* _What the task asks_
Every entry below should be printed again exactly as it reads.

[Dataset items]
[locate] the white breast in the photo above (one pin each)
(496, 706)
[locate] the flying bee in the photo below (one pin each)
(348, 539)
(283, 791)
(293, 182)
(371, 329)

* _Solution to this task_
[locate] the white breast in the photo above (one pin each)
(496, 706)
[locate] the flying bee in the photo below (one pin each)
(348, 539)
(283, 791)
(293, 182)
(371, 329)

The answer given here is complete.